Momen Ramadan yang Tak Terlupakan

Setiap bulan Ramadan datang, biasanya menghadirkan cerita, pengalaman, dan kesan tersendiri bagi masing-masing orang. Bahkan ada kisah yang tak terlupakan karena terjadi di bulan penuh berkah ini. Bagi saya sendiri momen Ramadan yang tak terlupakan lebih banyak dialami ketika masih masa anak-anak.

Momen Ramadan yang Tak Terlupakan



Kenangan Ramadan yang Tak Terlupakan

Dulu saya tinggal di perumahan TNI AU yang berada di Kota Bandung. Seperti komplek ABRI pada umumnya, warga komplek memiliki agama dan suku yang beragam. Meskipun begitu, kami selalu rukun dalam bertetangga dan saling menghormati tradisi agama masing-masing. Termasuk dalam menyikapi datangnya bulan puasa.

Tidak semua warga komplek ikut menjalankan ibadah puasa. Tetapi kegiatan selama puasa seringkali dimeriahkan oleh hampir semua warga komplek. Saya dan beberapa teman nonis tetap bermain bersama di bulan Ramadan. Usai makan sahur, anak-anak komplek berkumpul di lapangan yang ada di depan komplek.

Bermain Permainan Tradisional

Lapangan yang berada tepat di depan rumah saya, selalu ramai usai shalat subuh. Kami bermain bersama seperti main lompat tali karet, petak umpet, kejar-kejaran, main sepeda, atau main galah asin. Ada yang tahu permainan galah asin, sorodot gaplok, atau lompat tali karet? Ya, semua itu permainan tradisional yang masih dimainkan oleh saya dan teman-teman.

Inti permainan galah asin adalah menghadang lawan supaya tidak bisa lolos melewati garis ke baris terakhir. Hal ini dilakuka secara bolak balik dan untuk bisa menang, seluruh anggota kelompok harus secara lengkap bolak balik dalam area lapangan yang ditentukan.

Sedangkan sorodot gaplok itu permainan yang menggunakan batu. Dalam bahasa Sunda, sorodot itu artinya meluncur. Gaplok berarti tamparan. Jadi sorodot gaplok itu permainan meluncurkan batu yang diarahkan pada tumpukan batu, sehingga menimbulkan bunyi 'plok' seperti bunyi tamparan. Permainan ini dilakukan secara berkelompok. Secara bergantian pemain membawa batu di atas punggung kaki, lalu dilemparkan ke arah tumpukan batu yang ada di garis finish.

→ Butir yang Disediakan
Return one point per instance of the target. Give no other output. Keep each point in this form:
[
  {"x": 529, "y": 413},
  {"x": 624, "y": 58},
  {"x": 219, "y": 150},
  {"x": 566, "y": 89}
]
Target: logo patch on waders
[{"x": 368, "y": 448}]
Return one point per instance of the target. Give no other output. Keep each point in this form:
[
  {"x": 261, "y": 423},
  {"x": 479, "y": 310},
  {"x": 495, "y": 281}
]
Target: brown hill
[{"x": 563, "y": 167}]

→ Tugas dan Latihan
1. Menurut teks tentang kenangan Ramadan, apa arti kata "sorodot" dalam bahasa Sunda?
2. Sebutkan semua permainan dalam kalimat teks tentang kenangan Ramadan yang diawali "Kami bermain bersama seperti".
3. Sambung teks tentang kenangan Ramadan mulai setelah kalimat terakhirnya.
Butir-butir di atas tidak diperlukan untuk mengerjakan latihan ini.

→ Daftar Jawaban
1. Meluncur.

2. Lompat tali karet, petak umpet, kejar-kejaran, main sepeda, dan galah asin.

3.
Kalau dipikir-pikir, saya cukup beruntung karena masih bisa memainkan permainan tradisional bersama teman-teman. Berbeda dengan generasi anak saya sekarang. Menghadapi waktu menjelang berbuka puasa, anak-anak lebih banyak magernya. Mereka lebih senang bermain dengan ponselnya. Padahal lebih asyik bermain bersama-sama dengan teman, bukan?

Takbiran Keliling Kota

Aktivitas takbiran keliling kota untuk saat ini memang sudah dilarang oleh pemerintah. Karena ternyata banyak menimbulkan mudharatnya daripada manfaatnya. Beberapa tahun belakangan ini, kegiatan takbiran keliling kota malah menimbulkan keresahan di masyarakat. Apalagi di kota saya, banyak anak muda yang bergabung dalam geng motor. Nah, mereka inilah yang suka bikin resah masyarakat lainnya.

Padahal dulu semua menyenangkan. Semua pengguna jalan menjaga ketertiban berkeliling meneriakkan takbir. Saya ingat dulu bersama teman-teman satu komplek berkeliling kota menggunakan mobil bak terbuka Land Rover. Menikmati suasana malam kota Bandung yang masih asri dengan udaranya yang segar. Lantunan takbir bersahutan di sepanjang jalan membuat momen Ramadan ini menjadi kenangan yang tak terlupakan.

Mudik ke Rumah Nenek

Menjelang hari Raya, biasanya bapak dan ibu melakukan persiapan mudik ke kampung halaman mereka. Kadang saya dan adik-adik merasa enggan mudik ke kampung halaman orang tua kami di saat masih bulan puasa. Kami lebih senang mudik setelah hari raya atau pas hari Lebaran. Mengapa begitu? Karena puasa di kampung halaman itu, perasaan waktunya lebih panjang. Bila biasanya kami sahur satu jam sebelum adzan Subuh, kalau di rumah simbah, kami sahur jam 1 atau jam 2 malam. Tuh, kebayang, kan? Puasanya jadi lebih lama hahaha ...

Keluarga bapak dan ibu sama-sama keluarga besar. Bapak memiliki 7 saudara, sedangkan ibu merupakan 9 bersaudara. Untungnya rumah simbah besar, jadi anak, menantu, dan cucu bisa cukup bersama dalam satu rumah. Tapi tetap saja, ketika berkumpul terbayang ramainya suasana rumah simbah. 

Semua momen Ramadan itu sekarang tinggal kenangan saja. Semenjak simbah meninggal, rumah besar itu pun kini lengang. Hanya sesekali saja, beberapa anggota keluarga yang berkunjung ke sana. Sekarang kalau lebaran, keluarga kami mengunjungi saudara ibu yang tertua yang berada di kota lain. Ya, momennya gak sama lagi kayak dulu, deh!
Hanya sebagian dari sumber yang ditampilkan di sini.